Problem to work on:
Retype the entries below word for word, leaving out every picture.

The data:
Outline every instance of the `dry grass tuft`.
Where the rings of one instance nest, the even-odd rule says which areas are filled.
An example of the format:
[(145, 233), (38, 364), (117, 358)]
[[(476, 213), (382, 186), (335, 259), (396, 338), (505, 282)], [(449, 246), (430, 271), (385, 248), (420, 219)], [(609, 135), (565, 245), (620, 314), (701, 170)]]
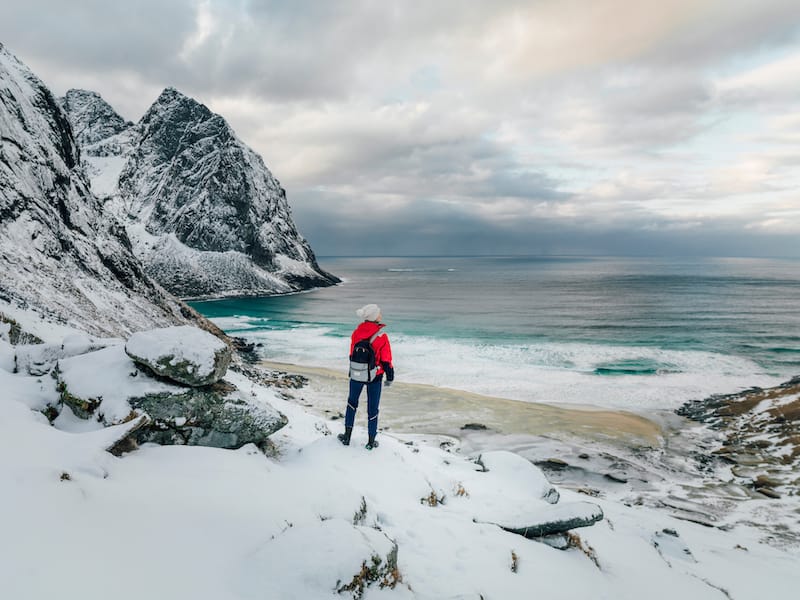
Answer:
[(419, 503), (420, 504), (427, 504), (428, 506), (431, 506), (431, 507), (436, 507), (436, 506), (439, 506), (440, 504), (444, 504), (445, 498), (446, 498), (446, 496), (444, 496), (444, 495), (437, 496), (436, 492), (431, 490), (430, 495), (423, 496), (422, 498), (419, 499)]
[(588, 556), (598, 569), (600, 568), (600, 561), (597, 559), (597, 552), (595, 552), (594, 548), (592, 548), (589, 544), (584, 544), (581, 536), (572, 531), (568, 531), (567, 543), (568, 548), (577, 548), (586, 556)]

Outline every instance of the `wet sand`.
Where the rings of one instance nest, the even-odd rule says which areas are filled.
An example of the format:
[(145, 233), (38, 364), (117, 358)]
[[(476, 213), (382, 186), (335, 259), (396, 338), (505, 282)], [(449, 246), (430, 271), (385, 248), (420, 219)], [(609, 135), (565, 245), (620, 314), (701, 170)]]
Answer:
[[(348, 379), (345, 373), (318, 367), (263, 361), (263, 367), (299, 374), (308, 387), (292, 392), (318, 414), (344, 412)], [(366, 393), (362, 394), (357, 424), (366, 424)], [(661, 427), (640, 415), (596, 407), (564, 407), (483, 396), (415, 383), (394, 383), (381, 397), (381, 428), (398, 433), (442, 434), (460, 437), (462, 427), (479, 423), (491, 433), (580, 438), (629, 448), (657, 448)]]

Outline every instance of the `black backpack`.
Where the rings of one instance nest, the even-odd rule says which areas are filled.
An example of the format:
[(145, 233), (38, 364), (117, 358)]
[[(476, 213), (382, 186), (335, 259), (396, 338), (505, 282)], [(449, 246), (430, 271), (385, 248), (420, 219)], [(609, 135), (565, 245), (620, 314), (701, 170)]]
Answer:
[(353, 353), (350, 355), (350, 379), (361, 383), (371, 383), (375, 381), (378, 374), (378, 364), (375, 359), (375, 348), (372, 342), (381, 334), (380, 330), (369, 338), (359, 340), (353, 346)]

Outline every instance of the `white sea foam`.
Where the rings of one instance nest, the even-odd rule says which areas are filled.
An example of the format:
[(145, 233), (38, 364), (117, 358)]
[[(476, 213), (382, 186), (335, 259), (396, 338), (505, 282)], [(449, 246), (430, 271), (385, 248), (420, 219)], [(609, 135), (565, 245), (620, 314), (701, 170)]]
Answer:
[[(219, 321), (218, 321), (219, 323)], [(349, 339), (325, 327), (248, 330), (268, 360), (346, 369)], [(593, 344), (472, 344), (389, 335), (404, 381), (528, 402), (591, 404), (629, 410), (674, 409), (691, 399), (769, 386), (755, 362), (712, 352)], [(608, 365), (644, 364), (652, 374), (599, 375)]]
[(220, 329), (233, 335), (251, 329), (260, 329), (269, 321), (266, 317), (248, 317), (246, 315), (217, 317), (212, 320)]

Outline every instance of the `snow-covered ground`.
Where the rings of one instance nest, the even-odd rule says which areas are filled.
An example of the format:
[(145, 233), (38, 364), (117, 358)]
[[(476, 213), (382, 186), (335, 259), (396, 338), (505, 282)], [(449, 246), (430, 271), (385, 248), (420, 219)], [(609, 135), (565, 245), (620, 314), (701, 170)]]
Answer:
[[(70, 333), (37, 328), (51, 343)], [(19, 350), (0, 345), (6, 355)], [(126, 360), (103, 354), (113, 363), (112, 355)], [(112, 364), (97, 366), (84, 376), (120, 377)], [(344, 447), (333, 435), (338, 423), (332, 430), (281, 390), (231, 371), (226, 379), (288, 417), (271, 438), (274, 457), (252, 445), (150, 444), (115, 457), (105, 449), (129, 424), (83, 433), (53, 426), (39, 410), (57, 400), (55, 381), (0, 367), (0, 598), (796, 593), (797, 553), (761, 543), (754, 528), (723, 531), (566, 489), (550, 504), (541, 471), (510, 452), (484, 451), (478, 461), (387, 433), (370, 452), (361, 428)], [(493, 524), (579, 514), (587, 500), (605, 518), (574, 530), (581, 547), (555, 549)]]

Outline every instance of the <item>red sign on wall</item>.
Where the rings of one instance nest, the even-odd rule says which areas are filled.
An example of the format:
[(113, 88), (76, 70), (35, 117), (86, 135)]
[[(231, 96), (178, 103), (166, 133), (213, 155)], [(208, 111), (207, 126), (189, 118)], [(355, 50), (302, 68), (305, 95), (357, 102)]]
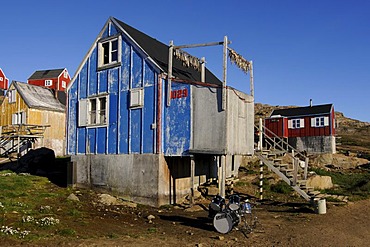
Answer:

Task answer:
Outline every instance of the `dry grass tuft`.
Where the rings of one instance nest, the even-odd rule says which areas are filled.
An example of the format:
[(145, 233), (38, 364), (117, 358)]
[[(476, 213), (382, 186), (335, 259), (396, 338), (505, 282)], [(449, 246), (430, 271), (385, 248), (420, 219)], [(609, 135), (565, 245), (620, 314), (701, 170)]]
Answer:
[(419, 503), (420, 504), (427, 504), (428, 506), (431, 506), (431, 507), (436, 507), (436, 506), (439, 506), (440, 504), (444, 504), (445, 498), (446, 498), (446, 496), (444, 496), (444, 495), (437, 496), (436, 492), (431, 490), (430, 495), (423, 496), (422, 498), (419, 499)]
[(588, 556), (598, 569), (600, 568), (600, 561), (597, 559), (597, 552), (595, 552), (594, 548), (592, 548), (589, 544), (584, 544), (581, 536), (572, 531), (568, 531), (567, 543), (568, 548), (577, 548), (586, 556)]

Outline every instance of the `wet sand`.
Where the rings of one instance nest, the even-odd rule says which areas are filled.
An example of the format:
[(145, 233), (38, 364), (117, 358)]
[[(476, 213), (382, 186), (335, 259), (396, 338), (505, 282)], [(449, 246), (430, 271), (385, 248), (420, 219)], [(609, 135), (565, 245), (620, 314), (701, 170)]]
Answer:
[[(348, 379), (345, 373), (318, 367), (263, 361), (263, 367), (299, 374), (308, 387), (292, 392), (318, 414), (344, 412)], [(366, 393), (362, 394), (357, 424), (366, 424)], [(661, 427), (640, 415), (596, 407), (564, 407), (483, 396), (415, 383), (394, 383), (381, 397), (381, 428), (398, 433), (442, 434), (460, 437), (462, 427), (479, 423), (491, 433), (580, 438), (629, 448), (657, 448)]]

Outline every instance of the `black backpack`.
Where the rings of one instance nest, the even-odd rule says which areas are filled.
An example of the format:
[(145, 233), (38, 364), (117, 358)]
[[(476, 213), (382, 186), (335, 259), (396, 338), (505, 282)], [(449, 246), (430, 271), (385, 248), (420, 219)], [(609, 135), (565, 245), (620, 314), (701, 170)]]
Answer:
[(353, 353), (350, 355), (350, 379), (361, 383), (371, 383), (375, 381), (378, 374), (378, 364), (375, 359), (375, 348), (372, 342), (381, 334), (380, 330), (369, 338), (359, 340), (353, 346)]

Outline every instance of the `white sea foam`.
Where the rings of one instance nest, the even-odd rule says which areas are filled.
An example of the format:
[(145, 233), (38, 364), (117, 358)]
[[(476, 213), (382, 186), (335, 259), (396, 338), (505, 282)], [(449, 246), (430, 271), (385, 248), (420, 219)], [(609, 135), (565, 245), (620, 314), (701, 170)]]
Answer:
[[(219, 321), (218, 321), (219, 323)], [(349, 339), (325, 327), (248, 330), (268, 360), (346, 369)], [(593, 344), (472, 344), (389, 335), (404, 381), (528, 402), (591, 404), (629, 410), (674, 409), (691, 399), (769, 386), (755, 362), (712, 352)], [(608, 365), (644, 364), (652, 374), (599, 375)]]
[(220, 329), (233, 335), (251, 329), (260, 329), (269, 321), (266, 317), (248, 317), (246, 315), (217, 317), (212, 320)]

Outline every instance of the `snow-covered ground`.
Where the rings of one instance nest, the even-odd rule says which areas are filled.
An example of the format:
[(145, 233), (38, 364), (117, 358)]
[[(476, 213), (382, 186), (335, 259), (396, 338), (505, 282)], [(449, 246), (430, 271), (385, 248), (420, 219)], [(609, 135), (565, 245), (620, 314), (701, 170)]]
Answer:
[[(70, 333), (37, 328), (51, 343)], [(19, 350), (0, 345), (6, 355)], [(126, 360), (103, 354), (113, 363), (112, 355)], [(112, 364), (97, 366), (84, 376), (120, 377)], [(344, 447), (333, 435), (338, 423), (332, 430), (281, 390), (231, 371), (226, 379), (288, 417), (271, 438), (274, 457), (252, 445), (150, 444), (115, 457), (105, 449), (129, 424), (83, 433), (53, 426), (39, 410), (57, 400), (55, 381), (0, 367), (0, 598), (796, 593), (797, 553), (761, 543), (754, 528), (723, 531), (566, 489), (550, 504), (541, 471), (510, 452), (484, 451), (478, 461), (387, 433), (370, 452), (361, 428)], [(493, 524), (579, 514), (587, 500), (605, 518), (574, 530), (581, 547), (555, 549)]]

Outline every instance of the <item>red sign on wall</item>.
Where the rings of one instance nest, the even-odd rule says which areas are filled.
An example of the format:
[(113, 88), (76, 70), (35, 117), (86, 135)]
[[(231, 96), (178, 103), (166, 133), (213, 155)], [(208, 111), (207, 126), (189, 118)], [(355, 50), (302, 68), (305, 95), (357, 102)]]
Answer:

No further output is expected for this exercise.